待完成任務 ▸
[1] 判斷下列關於RNN與LSTM原理一文的敘述是否與文中相符，每項答「是」或「否」，並附上文中起決定作用的原句：(a) 在RNN網路結構中，無論RNN cell迴圈多少次，weights都只有一份copy；(b) 所有time step共用同一份hidden state；(c) 文中表示在TensorFlow中應用RNN需要寫大量程式碼。
[2] 請把RNN與LSTM原理一文中從「Waa -- Weight」往下一直到「shape (n_a, 1)」的全部文字照原樣抄錄出來。

機器學習- RNN以及LSTM的原理分析

阿新 • • 發佈：2020-03-02

概述

RNN是遞迴神經網路，它提供了一種解決深度學習的另一個思路，那就是每一步的輸出不僅僅跟當前這一步的輸入有關，而且還跟前面和後面的輸入輸出有關，尤其是在一些NLP的應用中，經常會用到，例如在NLP中，每一個輸出的Word，都跟整個句子的內容都有關係，而不僅僅跟某一個詞有關。LSTM是RNN的一種升級版本，它的核心思想跟RNN是一樣的，但是它透過一下方法避免了一些RNN的缺點。那麼下面就逐步的解析一下RNN和LSTM的結構，然後分析一下它們的原理吧。

RNN解析

要理解RNN，咱們得先來看一下RNN的結構，然後就來解釋一下它的原理

上圖中左邊的圖是一個RNN網路結構中總體的圖，右邊的圖片是一個RNN Cell裡面的具體細節；從上面的左邊的圖咱們可以看出，一個RNN的網路結構中，無論RNNcell迴圈多少次，它的weights都是share的，即一個weights只有一份copy，而每一步的Hidden state(即右圖中的a^<t>

和a^<t-1>)是不同的，每一個time step它都有一份hidden state的copy。從上面的圖片分析來看， RNN的每一步的輸入不單單是有X^<t>, 而且還有有前面的time step中學習來的hidden state - a^<t-1>。這就實現了咱們前面的需求了，讓每一步的輸出不僅僅跟當前的輸入有關，還得跟前面的輸入有關。具體的程式碼實現這個RNN cell的方法，你們可以參考下面的程式碼來加深對RNN的理解，實際在TensorFlow中來應用RNN的話，其實非常簡單，就是一句程式碼就搞定了，但是，這裡我還是貼出RNN cell建立的原始碼方便大家理解

def rnn_cell(xt, a_prev, parameters):
    """
    Implements a single forward step of the RNN-cell as described
    Arguments:
    xt -- your input data at timestep "t", numpy array of shape (n_x, m).
    a_prev -- Hidden state at timestep "t-1", numpy array of shape (n_a, m)
    parameters -- python dictionary containing:
                        Wax -- Weight matrix multiplying the input, numpy array of shape (n_a, n_x)
                        Waa -- Weight matrix multiplying the hidden state, numpy array of shape (n_a, n_a)
                        Wya -- Weight matrix relating the hidden-state to the output, numpy array of shape (n_y, n_a)
                        ba --  Bias, numpy array of shape (n_a, 1)

所附資料 ▸

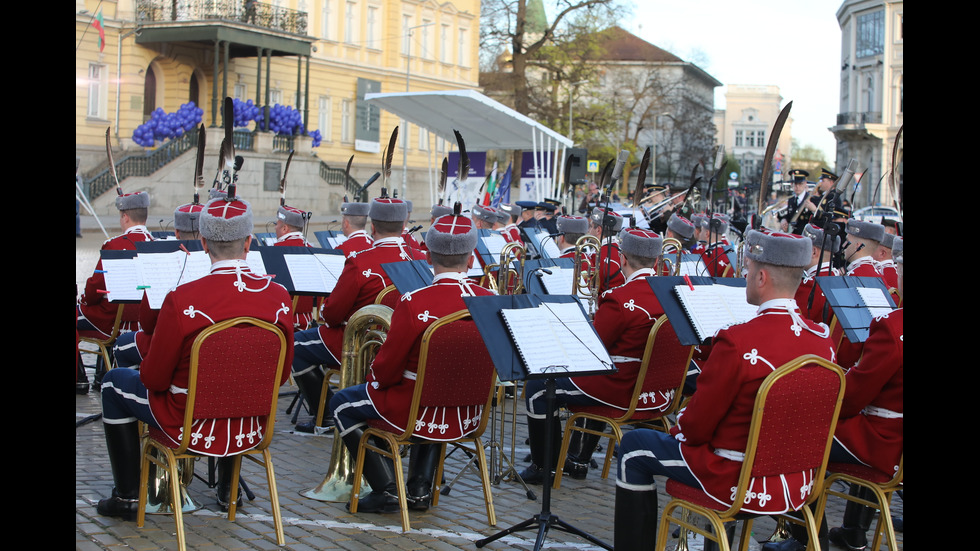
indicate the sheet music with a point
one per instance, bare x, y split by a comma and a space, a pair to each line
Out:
876, 301
161, 272
314, 273
556, 338
714, 307
122, 279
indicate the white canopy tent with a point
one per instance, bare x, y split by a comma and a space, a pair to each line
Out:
484, 124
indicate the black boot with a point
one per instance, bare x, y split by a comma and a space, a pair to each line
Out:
857, 519
538, 430
123, 446
635, 524
81, 379
422, 465
225, 468
380, 474
577, 465
310, 385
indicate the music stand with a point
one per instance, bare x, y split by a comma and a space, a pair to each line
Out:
486, 313
853, 314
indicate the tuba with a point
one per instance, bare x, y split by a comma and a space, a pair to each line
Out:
585, 279
365, 332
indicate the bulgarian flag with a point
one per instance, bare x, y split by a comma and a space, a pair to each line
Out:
99, 25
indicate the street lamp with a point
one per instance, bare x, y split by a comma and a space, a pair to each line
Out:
570, 86
408, 77
653, 158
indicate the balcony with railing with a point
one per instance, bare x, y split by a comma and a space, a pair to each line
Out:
857, 118
248, 12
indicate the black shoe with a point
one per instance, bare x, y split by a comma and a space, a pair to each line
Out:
419, 495
533, 474
116, 506
377, 502
788, 544
309, 427
852, 539
576, 470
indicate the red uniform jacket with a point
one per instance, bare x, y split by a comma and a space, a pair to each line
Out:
356, 242
623, 321
93, 304
229, 291
714, 427
359, 285
391, 380
871, 425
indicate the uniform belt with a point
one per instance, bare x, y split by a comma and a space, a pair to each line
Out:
881, 412
731, 455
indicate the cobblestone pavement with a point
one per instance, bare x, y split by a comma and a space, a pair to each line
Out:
301, 461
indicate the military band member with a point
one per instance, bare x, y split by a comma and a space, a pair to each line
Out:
705, 448
387, 395
129, 348
156, 393
796, 204
290, 222
823, 249
863, 239
353, 224
623, 320
95, 314
359, 284
607, 230
510, 230
570, 230
870, 426
884, 261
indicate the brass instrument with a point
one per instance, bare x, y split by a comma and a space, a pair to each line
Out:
512, 252
673, 267
365, 332
585, 281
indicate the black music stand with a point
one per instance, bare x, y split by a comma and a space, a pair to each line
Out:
486, 314
843, 297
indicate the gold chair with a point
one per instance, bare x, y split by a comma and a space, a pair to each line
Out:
880, 484
667, 377
235, 372
779, 423
442, 380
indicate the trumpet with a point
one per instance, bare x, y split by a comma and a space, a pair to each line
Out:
365, 333
585, 279
672, 246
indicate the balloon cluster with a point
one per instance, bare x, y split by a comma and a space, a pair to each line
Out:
165, 126
283, 120
246, 112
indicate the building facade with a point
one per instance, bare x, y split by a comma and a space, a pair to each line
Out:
871, 95
317, 56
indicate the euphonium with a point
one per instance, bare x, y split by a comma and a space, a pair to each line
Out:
512, 252
585, 278
674, 268
365, 332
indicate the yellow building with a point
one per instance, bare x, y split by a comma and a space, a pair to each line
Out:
314, 55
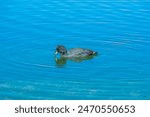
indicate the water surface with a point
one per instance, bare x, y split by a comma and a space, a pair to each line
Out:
31, 30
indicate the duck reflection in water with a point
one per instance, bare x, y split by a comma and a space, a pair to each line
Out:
75, 54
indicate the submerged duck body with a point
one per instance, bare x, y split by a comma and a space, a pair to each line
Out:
75, 52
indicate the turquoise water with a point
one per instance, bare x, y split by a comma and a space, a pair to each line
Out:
30, 30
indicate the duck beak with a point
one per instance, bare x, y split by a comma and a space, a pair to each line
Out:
56, 52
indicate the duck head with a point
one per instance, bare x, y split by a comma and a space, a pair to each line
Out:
61, 49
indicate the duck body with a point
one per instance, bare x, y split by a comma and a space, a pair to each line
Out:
75, 52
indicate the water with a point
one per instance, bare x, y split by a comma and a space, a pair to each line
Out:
31, 30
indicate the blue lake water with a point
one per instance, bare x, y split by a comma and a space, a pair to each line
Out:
30, 30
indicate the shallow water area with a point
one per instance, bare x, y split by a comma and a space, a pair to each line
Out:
30, 31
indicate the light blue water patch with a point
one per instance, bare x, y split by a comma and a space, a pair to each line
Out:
30, 31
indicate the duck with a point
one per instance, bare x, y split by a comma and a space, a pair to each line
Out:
74, 52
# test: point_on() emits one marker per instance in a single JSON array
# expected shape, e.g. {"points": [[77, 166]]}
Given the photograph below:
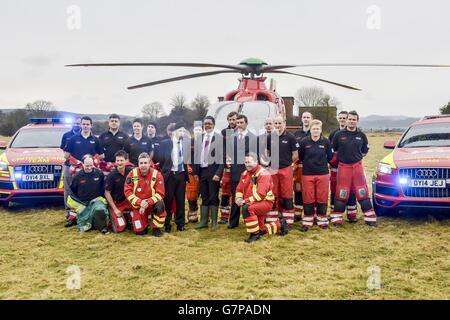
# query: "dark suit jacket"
{"points": [[165, 157], [237, 150], [216, 158]]}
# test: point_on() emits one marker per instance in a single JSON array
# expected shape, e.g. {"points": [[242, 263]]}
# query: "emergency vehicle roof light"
{"points": [[47, 120]]}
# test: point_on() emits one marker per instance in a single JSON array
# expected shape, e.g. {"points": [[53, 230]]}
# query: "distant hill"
{"points": [[376, 122], [372, 122]]}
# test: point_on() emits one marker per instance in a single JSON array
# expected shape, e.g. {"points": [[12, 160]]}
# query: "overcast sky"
{"points": [[39, 37]]}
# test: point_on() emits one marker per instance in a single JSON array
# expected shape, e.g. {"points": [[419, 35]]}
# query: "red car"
{"points": [[416, 174], [31, 166]]}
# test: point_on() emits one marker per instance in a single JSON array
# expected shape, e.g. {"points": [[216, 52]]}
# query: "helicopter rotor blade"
{"points": [[239, 68], [185, 77], [318, 79]]}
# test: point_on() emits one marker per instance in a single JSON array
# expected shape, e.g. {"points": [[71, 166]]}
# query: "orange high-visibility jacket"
{"points": [[139, 187], [255, 186]]}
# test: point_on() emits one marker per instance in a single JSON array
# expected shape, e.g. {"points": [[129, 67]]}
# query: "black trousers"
{"points": [[235, 210], [209, 189], [175, 188]]}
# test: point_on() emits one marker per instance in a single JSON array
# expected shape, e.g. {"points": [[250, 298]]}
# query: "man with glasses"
{"points": [[209, 169], [112, 141]]}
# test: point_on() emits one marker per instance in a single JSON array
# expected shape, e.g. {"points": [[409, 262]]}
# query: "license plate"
{"points": [[37, 177], [433, 183]]}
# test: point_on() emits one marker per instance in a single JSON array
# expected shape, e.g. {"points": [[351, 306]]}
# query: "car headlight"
{"points": [[384, 168], [3, 166]]}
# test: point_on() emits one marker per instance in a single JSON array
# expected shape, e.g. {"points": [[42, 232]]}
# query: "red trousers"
{"points": [[120, 223], [140, 221], [255, 222], [351, 177], [315, 189]]}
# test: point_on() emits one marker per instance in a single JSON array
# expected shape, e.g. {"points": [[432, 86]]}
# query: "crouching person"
{"points": [[119, 207], [144, 189], [254, 195], [86, 201]]}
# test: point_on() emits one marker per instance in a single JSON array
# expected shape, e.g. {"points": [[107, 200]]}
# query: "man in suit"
{"points": [[175, 154], [242, 142], [208, 168]]}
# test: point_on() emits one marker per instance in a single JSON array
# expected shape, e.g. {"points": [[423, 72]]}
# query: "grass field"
{"points": [[411, 253]]}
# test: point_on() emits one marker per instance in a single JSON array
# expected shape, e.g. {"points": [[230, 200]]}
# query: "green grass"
{"points": [[412, 253]]}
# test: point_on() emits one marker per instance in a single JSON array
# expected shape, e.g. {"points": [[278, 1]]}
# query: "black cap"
{"points": [[179, 125]]}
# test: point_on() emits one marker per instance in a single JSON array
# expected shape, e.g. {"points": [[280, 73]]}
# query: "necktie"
{"points": [[206, 150], [180, 157]]}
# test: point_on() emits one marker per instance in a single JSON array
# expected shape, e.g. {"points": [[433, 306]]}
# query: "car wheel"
{"points": [[4, 204]]}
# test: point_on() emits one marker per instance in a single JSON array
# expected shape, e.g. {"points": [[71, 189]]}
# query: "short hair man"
{"points": [[144, 189]]}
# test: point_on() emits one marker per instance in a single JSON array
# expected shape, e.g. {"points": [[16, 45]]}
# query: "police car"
{"points": [[416, 174], [31, 166]]}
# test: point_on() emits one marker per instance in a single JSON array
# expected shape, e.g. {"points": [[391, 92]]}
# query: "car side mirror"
{"points": [[390, 144]]}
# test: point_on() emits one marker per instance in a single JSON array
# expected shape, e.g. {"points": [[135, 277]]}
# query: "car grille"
{"points": [[40, 169], [421, 173]]}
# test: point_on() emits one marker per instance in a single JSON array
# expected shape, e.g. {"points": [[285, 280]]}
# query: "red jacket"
{"points": [[139, 187], [255, 186]]}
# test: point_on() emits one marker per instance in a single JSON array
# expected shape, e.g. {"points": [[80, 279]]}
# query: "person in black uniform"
{"points": [[86, 198], [114, 192], [242, 142], [315, 153], [138, 143], [174, 156], [351, 205], [225, 183], [75, 149], [76, 128], [155, 140], [351, 146], [112, 141], [209, 169]]}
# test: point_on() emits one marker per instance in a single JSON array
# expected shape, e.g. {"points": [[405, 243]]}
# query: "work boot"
{"points": [[204, 213], [352, 220], [253, 237], [69, 223], [304, 228], [284, 230], [372, 224], [214, 217]]}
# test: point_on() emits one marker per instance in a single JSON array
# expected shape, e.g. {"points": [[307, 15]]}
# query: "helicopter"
{"points": [[252, 97]]}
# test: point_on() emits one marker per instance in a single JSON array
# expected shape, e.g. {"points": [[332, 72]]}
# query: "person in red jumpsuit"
{"points": [[351, 146], [144, 189], [315, 152], [254, 195], [351, 205], [118, 205]]}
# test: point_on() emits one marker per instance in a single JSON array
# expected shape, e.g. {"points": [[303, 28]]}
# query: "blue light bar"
{"points": [[48, 120]]}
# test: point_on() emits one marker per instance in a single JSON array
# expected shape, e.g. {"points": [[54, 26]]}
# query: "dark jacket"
{"points": [[216, 156], [236, 150], [165, 156]]}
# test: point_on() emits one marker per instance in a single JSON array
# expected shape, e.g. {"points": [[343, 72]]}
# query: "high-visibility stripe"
{"points": [[11, 173], [158, 224], [153, 181], [158, 218], [251, 223], [255, 229]]}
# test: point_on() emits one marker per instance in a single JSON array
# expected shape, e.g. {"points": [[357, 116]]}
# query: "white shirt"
{"points": [[175, 151]]}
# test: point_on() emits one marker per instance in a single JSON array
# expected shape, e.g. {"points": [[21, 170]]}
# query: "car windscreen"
{"points": [[427, 135], [38, 138]]}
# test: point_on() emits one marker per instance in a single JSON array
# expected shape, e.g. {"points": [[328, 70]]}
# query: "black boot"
{"points": [[284, 230], [253, 237], [204, 213]]}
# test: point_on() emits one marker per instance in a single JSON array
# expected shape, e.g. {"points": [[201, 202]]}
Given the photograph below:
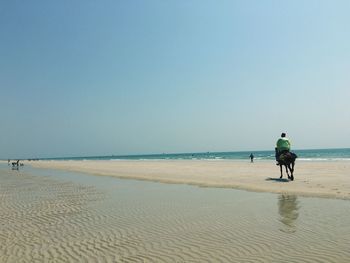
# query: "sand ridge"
{"points": [[319, 179]]}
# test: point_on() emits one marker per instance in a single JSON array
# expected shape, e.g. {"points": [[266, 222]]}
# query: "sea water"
{"points": [[306, 155]]}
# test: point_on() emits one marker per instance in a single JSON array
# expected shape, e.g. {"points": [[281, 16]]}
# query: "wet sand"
{"points": [[56, 216], [319, 179]]}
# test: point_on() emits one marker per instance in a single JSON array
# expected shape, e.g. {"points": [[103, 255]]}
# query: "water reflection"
{"points": [[288, 206]]}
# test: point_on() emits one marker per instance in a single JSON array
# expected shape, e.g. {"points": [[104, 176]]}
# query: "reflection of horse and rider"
{"points": [[284, 156], [288, 207]]}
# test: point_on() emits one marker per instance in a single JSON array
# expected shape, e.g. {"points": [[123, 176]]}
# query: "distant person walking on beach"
{"points": [[282, 146], [251, 157]]}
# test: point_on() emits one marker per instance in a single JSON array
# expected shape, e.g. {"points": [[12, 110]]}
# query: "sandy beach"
{"points": [[316, 178]]}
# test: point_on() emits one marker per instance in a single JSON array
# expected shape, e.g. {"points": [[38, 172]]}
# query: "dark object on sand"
{"points": [[287, 159]]}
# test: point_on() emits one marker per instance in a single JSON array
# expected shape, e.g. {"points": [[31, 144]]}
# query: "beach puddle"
{"points": [[54, 216]]}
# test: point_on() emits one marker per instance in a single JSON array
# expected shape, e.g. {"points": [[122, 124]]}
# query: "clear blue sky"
{"points": [[81, 78]]}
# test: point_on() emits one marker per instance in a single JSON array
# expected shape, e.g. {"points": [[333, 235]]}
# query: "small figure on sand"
{"points": [[251, 156]]}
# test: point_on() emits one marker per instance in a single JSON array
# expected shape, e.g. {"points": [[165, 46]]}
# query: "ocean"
{"points": [[305, 155]]}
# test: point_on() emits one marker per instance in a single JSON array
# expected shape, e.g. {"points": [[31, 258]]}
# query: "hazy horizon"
{"points": [[89, 78]]}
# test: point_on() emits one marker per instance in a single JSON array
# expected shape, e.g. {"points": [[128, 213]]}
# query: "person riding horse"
{"points": [[284, 157], [282, 147]]}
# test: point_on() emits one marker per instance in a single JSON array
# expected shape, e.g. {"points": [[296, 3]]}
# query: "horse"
{"points": [[15, 163], [288, 160]]}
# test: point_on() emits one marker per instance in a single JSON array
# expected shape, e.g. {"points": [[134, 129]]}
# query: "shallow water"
{"points": [[58, 216]]}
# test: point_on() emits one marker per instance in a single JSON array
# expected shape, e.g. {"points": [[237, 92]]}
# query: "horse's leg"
{"points": [[292, 171], [286, 165], [281, 171]]}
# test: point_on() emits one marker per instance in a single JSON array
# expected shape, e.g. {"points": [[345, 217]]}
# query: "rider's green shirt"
{"points": [[283, 144]]}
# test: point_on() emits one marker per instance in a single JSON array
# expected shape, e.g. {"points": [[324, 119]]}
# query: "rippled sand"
{"points": [[49, 216], [324, 179]]}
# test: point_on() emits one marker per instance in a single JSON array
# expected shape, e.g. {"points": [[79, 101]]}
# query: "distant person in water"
{"points": [[251, 156], [282, 146]]}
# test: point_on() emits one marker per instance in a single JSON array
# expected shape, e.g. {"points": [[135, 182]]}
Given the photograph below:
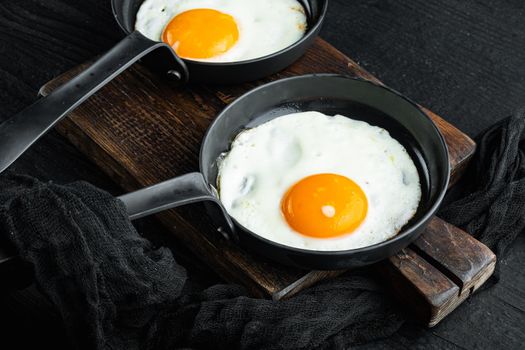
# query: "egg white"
{"points": [[264, 162], [264, 27]]}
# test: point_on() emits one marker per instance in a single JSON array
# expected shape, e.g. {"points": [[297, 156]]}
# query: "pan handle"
{"points": [[21, 131], [182, 190]]}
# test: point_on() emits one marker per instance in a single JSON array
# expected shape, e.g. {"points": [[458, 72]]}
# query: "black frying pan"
{"points": [[330, 94], [21, 131]]}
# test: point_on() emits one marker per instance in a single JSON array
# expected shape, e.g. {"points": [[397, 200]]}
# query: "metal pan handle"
{"points": [[21, 131], [182, 190]]}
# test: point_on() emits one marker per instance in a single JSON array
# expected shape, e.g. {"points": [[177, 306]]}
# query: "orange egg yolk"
{"points": [[324, 206], [201, 33]]}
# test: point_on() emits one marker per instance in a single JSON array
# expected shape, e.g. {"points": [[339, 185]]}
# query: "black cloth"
{"points": [[114, 290], [489, 201]]}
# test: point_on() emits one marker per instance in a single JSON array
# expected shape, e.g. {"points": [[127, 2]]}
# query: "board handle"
{"points": [[21, 131], [182, 190]]}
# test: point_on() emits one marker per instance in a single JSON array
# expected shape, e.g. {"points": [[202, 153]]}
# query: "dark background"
{"points": [[464, 60]]}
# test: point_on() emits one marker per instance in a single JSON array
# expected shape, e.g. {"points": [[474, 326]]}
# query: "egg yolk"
{"points": [[201, 33], [324, 206]]}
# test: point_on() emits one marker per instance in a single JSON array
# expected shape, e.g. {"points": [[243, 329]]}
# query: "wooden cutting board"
{"points": [[141, 130]]}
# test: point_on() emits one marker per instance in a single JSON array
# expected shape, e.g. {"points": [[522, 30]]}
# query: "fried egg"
{"points": [[319, 182], [223, 30]]}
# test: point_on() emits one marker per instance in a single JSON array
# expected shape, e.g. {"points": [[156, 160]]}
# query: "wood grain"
{"points": [[141, 130], [438, 271]]}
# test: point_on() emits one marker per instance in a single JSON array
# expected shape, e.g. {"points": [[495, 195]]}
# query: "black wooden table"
{"points": [[462, 59]]}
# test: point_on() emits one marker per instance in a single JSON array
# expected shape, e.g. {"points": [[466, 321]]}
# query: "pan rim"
{"points": [[428, 214], [313, 31]]}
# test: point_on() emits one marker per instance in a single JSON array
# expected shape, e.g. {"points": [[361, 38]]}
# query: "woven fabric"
{"points": [[114, 290]]}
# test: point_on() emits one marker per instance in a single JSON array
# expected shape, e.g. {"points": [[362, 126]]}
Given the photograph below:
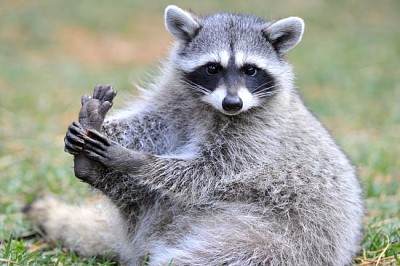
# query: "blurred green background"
{"points": [[52, 52]]}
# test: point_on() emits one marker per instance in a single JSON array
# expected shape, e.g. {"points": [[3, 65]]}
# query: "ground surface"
{"points": [[52, 52]]}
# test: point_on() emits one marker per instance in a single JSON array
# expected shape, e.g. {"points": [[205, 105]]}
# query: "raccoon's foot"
{"points": [[110, 153], [95, 107], [91, 116]]}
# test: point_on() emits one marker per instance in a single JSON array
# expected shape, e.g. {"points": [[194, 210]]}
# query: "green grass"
{"points": [[52, 52]]}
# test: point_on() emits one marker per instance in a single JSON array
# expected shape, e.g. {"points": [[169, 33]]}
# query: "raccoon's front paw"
{"points": [[95, 107]]}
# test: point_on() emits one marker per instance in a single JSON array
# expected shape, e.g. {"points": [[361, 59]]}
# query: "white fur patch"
{"points": [[259, 61], [224, 58], [215, 98], [190, 64], [248, 100]]}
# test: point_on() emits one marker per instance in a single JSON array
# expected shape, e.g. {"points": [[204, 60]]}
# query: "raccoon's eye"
{"points": [[250, 71], [212, 69]]}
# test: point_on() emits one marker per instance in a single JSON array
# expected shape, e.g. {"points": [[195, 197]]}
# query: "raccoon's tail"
{"points": [[92, 229]]}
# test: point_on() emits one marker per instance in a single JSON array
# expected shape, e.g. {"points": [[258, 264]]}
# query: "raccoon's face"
{"points": [[234, 62]]}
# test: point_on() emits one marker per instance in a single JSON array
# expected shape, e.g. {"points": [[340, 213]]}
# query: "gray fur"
{"points": [[196, 186]]}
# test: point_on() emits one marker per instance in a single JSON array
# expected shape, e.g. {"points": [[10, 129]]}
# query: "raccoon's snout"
{"points": [[232, 103]]}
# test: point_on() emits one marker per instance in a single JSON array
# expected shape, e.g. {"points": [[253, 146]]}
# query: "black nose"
{"points": [[232, 103]]}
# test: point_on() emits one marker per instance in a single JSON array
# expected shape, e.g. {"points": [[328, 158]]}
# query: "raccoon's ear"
{"points": [[181, 23], [285, 34]]}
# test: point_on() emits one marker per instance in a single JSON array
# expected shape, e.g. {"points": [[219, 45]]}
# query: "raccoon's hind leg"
{"points": [[92, 229]]}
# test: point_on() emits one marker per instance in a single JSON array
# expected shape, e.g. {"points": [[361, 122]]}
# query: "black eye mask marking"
{"points": [[260, 82], [208, 77]]}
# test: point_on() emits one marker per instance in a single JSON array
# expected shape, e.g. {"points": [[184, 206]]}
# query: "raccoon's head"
{"points": [[234, 62]]}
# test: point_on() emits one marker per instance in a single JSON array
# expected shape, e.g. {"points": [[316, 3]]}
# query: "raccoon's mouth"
{"points": [[231, 104]]}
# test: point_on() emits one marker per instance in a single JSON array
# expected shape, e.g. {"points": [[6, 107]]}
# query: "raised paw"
{"points": [[73, 140], [95, 107], [103, 93]]}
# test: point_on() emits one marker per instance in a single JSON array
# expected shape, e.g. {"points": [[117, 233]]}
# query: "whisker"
{"points": [[195, 86], [260, 88], [266, 91]]}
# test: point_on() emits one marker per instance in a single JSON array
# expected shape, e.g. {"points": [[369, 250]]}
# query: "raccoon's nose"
{"points": [[232, 103]]}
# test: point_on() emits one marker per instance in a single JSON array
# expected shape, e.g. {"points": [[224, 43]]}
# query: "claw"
{"points": [[94, 134]]}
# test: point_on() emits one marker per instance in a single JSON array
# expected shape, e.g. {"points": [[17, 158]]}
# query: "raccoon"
{"points": [[218, 163]]}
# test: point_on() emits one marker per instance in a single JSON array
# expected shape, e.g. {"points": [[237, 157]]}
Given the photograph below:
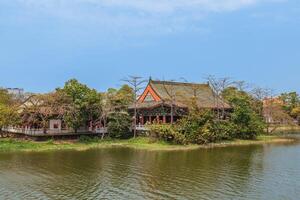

練習結果 ▸
[1]
(a) 是。「它的weights都是share的，即一個weights只有一份copy」
(b) 否。「每一個time step它都有一份hidden state的copy」
(c) 否。「實際在TensorFlow中來應用RNN的話，其實非常簡單，就是一句程式碼就搞定了」

[2]
Waa -- Weight matrix multiplying the hidden state, numpy array of shape (n_a, n_a)
                        Wya -- Weight matrix relating the hidden-state to the output, numpy array of shape (n_y, n_a)
                        ba --  Bias, numpy array of shape (n_a, 1)